### Pasaje citado

-------------------------

De la Insurrección a la Edad de Oro

Cuando el tsar abdicó en febrero de 1917, escribió Serge, “lo improbable se hizo realidad”. El tren de la revolución estaba en marcha y no podía detenerse a medio camino: los campesinos tomarían la tierra, los obreros las fábricas, y la humanidad tomaría un gran salto hacia adelante.

Trabajadores alrededor del mundo recibieron la revolución con júbilo porque representaba sus más amplias aspiraciones, “una nueva democracia de trabajadores libres, tal como nunca antes había sido visto”. Cientos de miles de obreros, campesinos y soldados tomaron su destino en sus propias manos, organizándose colectivamente para formar comités y consejos –llamados soviets en ruso– y para desarrollar políticas, dirigentes y poder propios.

Pese a interrupciones importantes, el periodo entre el derrocamiento revolucionario en febrero y la insurrección en octubre vio el crecer continuo del poder democrático de las instituciones obreras y campesinas.

Las interacciones entre las masas cada vez más radicales y los bolcheviques –quienes, en el verano y otoño de 1917, habían empezado a lograr grandes mayorías en soviets a lo largo de Rusia– revolucionaron aquellos consejos. Pero ello iba en ambos sentidos. A medida que los obreros, soldados y campesinos asumían iniciativas políticas radicales, penetraban cada vez más en el partido bolchevique, siendo a la vez influenciados por activistas del partido.

Desde este punto de vista, vemos que los bolcheviques ganaron porque respondieron rápidamente a las demandas del pueblo, a sus objetivos, y sus inquietudes. Los obreros hicieron del partido bolchevique su organización, incluso cuando colaboraban directamente con miembros de otros partidos. En palabras de Víctor Serge, los bolcheviques fueron “grandes solo en la medida en que encarnaban a las masas”.

Para fines de septiembre de 1917, las mayorías bolcheviques en los soviets en toda Rusia significaban que podían contar con decisivo apoyo en el Segundo Congreso Pan-Ruso de los Soviets, programado a comenzar el 25 de octubre. Una mayoría imponente de obreros y campesinos darían ahora su apoyo a la insurrección.

-------------------------

[Registros de anotación de posición]
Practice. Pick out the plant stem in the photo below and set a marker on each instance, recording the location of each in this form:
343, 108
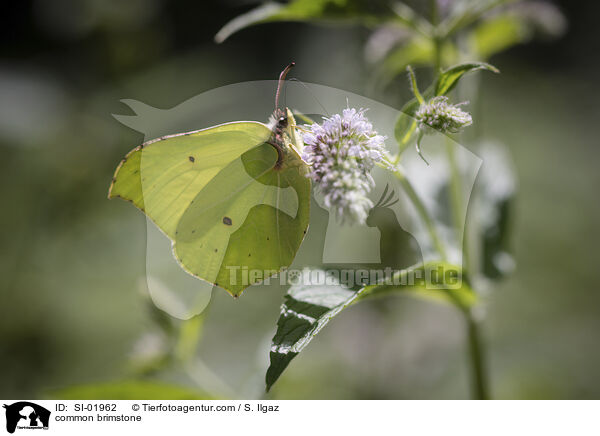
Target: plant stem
479, 383
422, 211
437, 41
456, 201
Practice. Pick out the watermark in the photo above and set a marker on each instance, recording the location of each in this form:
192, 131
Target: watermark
392, 237
435, 276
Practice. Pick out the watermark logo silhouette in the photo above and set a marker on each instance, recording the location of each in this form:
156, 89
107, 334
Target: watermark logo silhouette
393, 237
26, 415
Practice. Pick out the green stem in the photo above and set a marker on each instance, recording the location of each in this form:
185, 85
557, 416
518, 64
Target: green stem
479, 383
437, 40
422, 211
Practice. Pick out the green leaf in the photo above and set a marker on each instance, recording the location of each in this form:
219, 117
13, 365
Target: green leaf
352, 11
309, 308
464, 17
224, 197
449, 78
406, 125
261, 14
127, 390
516, 25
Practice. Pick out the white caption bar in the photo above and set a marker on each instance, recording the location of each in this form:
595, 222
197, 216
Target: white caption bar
283, 418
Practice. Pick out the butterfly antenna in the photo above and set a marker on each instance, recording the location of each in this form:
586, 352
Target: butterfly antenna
284, 73
311, 93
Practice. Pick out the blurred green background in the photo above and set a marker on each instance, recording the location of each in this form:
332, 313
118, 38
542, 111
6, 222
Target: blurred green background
71, 308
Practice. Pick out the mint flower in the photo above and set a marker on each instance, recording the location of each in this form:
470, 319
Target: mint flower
341, 152
438, 114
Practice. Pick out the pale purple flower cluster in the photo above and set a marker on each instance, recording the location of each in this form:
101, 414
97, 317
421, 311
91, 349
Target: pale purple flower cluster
341, 152
438, 114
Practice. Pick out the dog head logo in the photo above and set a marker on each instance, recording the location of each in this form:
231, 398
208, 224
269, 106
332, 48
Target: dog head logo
26, 415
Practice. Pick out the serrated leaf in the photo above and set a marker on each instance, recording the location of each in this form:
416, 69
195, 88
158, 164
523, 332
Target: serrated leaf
128, 390
449, 78
309, 308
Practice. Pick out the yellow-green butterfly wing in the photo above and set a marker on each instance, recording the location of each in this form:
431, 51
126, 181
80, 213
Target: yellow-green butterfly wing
235, 210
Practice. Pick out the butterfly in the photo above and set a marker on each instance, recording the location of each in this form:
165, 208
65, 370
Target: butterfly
234, 199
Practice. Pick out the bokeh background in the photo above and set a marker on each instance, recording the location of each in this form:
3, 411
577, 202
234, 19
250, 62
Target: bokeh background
72, 310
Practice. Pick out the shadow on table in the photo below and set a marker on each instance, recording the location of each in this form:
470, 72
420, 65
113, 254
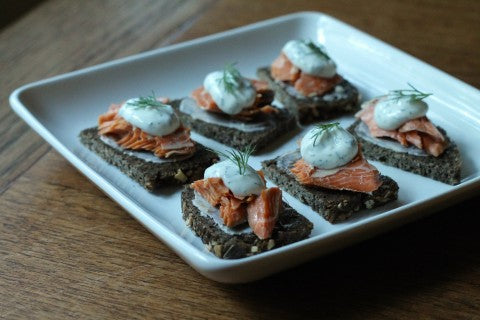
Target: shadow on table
409, 269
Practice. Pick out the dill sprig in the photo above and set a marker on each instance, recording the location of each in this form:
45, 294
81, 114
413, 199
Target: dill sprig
231, 78
146, 102
316, 49
412, 94
239, 158
321, 128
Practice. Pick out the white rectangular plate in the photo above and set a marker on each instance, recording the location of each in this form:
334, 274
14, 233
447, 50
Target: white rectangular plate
49, 106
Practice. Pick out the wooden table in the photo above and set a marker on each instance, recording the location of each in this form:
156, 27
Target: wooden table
66, 250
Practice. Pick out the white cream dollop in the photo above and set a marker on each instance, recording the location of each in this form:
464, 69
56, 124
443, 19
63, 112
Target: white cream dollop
390, 113
307, 60
328, 148
241, 185
154, 120
242, 94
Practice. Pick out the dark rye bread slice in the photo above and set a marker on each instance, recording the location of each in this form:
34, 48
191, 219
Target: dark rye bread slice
291, 227
445, 168
149, 174
277, 124
342, 99
333, 205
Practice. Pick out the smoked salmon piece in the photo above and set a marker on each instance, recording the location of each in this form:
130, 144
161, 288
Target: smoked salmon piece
261, 105
358, 175
212, 189
232, 211
263, 212
419, 132
113, 125
282, 69
309, 85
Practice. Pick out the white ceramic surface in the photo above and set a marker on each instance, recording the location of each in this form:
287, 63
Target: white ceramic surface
49, 106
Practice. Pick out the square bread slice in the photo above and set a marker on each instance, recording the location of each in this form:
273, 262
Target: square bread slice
342, 99
235, 133
445, 168
291, 227
333, 205
151, 175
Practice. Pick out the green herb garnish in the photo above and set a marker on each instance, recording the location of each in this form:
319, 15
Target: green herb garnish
319, 50
412, 94
146, 102
321, 128
240, 158
231, 78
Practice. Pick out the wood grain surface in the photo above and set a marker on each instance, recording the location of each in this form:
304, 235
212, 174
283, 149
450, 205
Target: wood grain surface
68, 251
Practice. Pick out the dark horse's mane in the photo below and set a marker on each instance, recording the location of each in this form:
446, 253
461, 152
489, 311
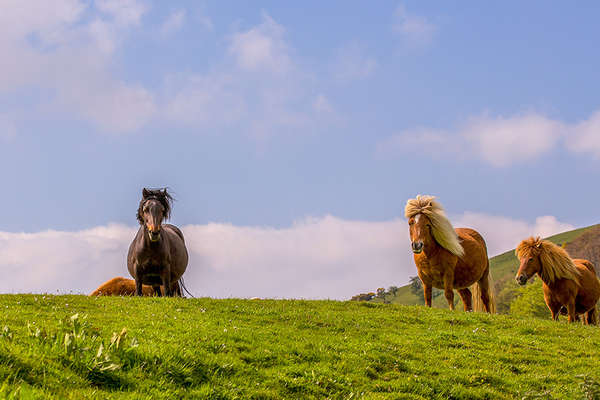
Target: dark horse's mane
157, 194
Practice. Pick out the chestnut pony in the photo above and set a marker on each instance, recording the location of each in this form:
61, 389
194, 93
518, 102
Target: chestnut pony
157, 256
120, 286
567, 282
448, 258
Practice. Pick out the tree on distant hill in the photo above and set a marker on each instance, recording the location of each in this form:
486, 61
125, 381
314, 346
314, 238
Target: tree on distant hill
530, 301
416, 288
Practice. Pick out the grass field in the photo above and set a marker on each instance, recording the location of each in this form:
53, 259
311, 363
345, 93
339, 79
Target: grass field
75, 347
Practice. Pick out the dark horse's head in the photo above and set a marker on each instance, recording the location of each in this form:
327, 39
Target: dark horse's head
155, 207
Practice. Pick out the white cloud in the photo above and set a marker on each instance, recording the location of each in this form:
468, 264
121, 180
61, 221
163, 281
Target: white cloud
261, 48
351, 63
124, 12
8, 128
414, 29
72, 58
322, 105
258, 90
173, 23
504, 141
325, 257
584, 137
432, 142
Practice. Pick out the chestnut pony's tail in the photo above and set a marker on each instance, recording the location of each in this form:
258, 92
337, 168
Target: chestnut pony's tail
476, 291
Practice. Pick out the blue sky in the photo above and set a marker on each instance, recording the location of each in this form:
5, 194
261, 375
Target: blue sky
264, 114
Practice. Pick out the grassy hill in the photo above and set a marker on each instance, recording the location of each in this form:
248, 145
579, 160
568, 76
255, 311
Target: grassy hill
581, 243
75, 347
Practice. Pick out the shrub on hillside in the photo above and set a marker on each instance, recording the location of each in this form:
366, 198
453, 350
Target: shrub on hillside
529, 301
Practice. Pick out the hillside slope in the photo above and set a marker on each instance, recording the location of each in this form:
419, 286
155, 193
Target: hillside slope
580, 243
75, 347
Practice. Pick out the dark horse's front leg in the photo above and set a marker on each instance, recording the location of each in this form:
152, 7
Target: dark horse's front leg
138, 286
427, 293
166, 278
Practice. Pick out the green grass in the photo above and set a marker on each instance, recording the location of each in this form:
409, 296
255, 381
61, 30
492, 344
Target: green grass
268, 349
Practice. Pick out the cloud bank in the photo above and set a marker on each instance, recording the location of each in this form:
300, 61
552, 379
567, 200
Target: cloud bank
324, 257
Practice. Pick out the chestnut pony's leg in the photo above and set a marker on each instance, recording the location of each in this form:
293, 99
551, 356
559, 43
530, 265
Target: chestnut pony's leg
467, 298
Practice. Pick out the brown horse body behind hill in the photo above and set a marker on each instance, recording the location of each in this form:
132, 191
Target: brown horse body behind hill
120, 286
448, 258
567, 282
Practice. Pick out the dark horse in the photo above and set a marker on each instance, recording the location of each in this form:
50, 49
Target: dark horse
157, 256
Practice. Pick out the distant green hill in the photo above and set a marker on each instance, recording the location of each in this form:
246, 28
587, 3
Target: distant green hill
581, 243
74, 347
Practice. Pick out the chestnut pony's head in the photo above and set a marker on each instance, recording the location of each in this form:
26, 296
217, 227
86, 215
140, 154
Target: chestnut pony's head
551, 262
429, 226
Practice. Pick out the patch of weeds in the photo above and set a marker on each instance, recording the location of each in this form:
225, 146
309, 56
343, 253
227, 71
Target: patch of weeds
81, 349
589, 387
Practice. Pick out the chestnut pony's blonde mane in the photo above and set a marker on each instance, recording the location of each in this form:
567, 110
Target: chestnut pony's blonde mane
442, 229
555, 261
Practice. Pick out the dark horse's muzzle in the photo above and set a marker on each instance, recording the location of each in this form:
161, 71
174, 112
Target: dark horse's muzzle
521, 279
417, 247
154, 234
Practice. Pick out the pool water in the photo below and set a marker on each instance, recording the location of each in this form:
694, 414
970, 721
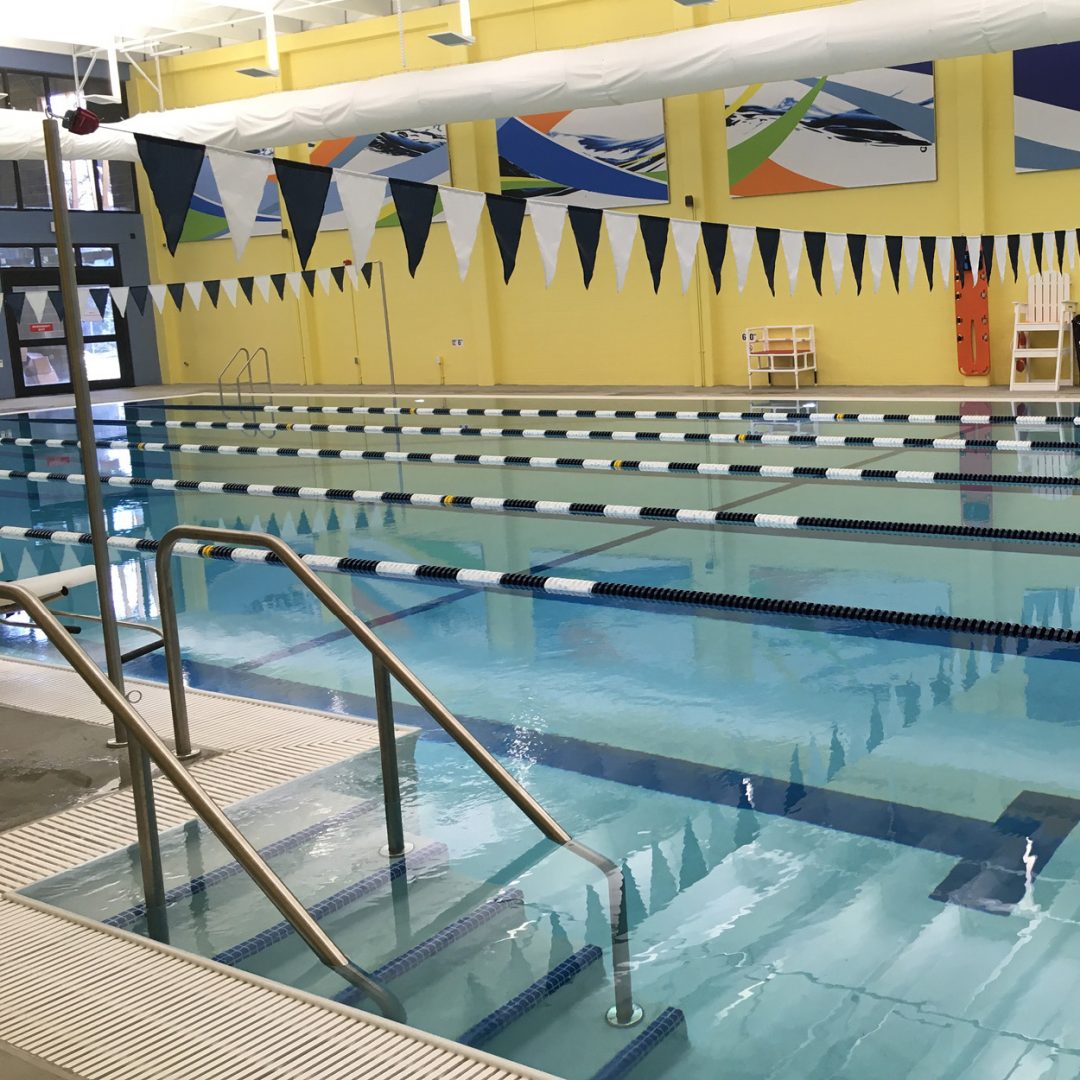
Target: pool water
851, 849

-------------------------

### Tareas a realizar
1: Extrae del pasaje sobre la Revolución rusa el fragmento que va desde "Pese a interrupciones" hasta "obreras y campesinas.", ambos incluidos.
2: Según el pasaje sobre la Revolución rusa, ¿en qué fecha estaba programado el comienzo del Segundo Congreso Pan-Ruso de los Soviets?
Las líneas no intervienen para nada en esto.

### Resultados del ejercicio
1:
Pese a interrupciones importantes, el periodo entre el derrocamiento revolucionario en febrero y la insurrección en octubre vio el crecer continuo del poder democrático de las instituciones obreras y campesinas.

2: El 25 de octubre.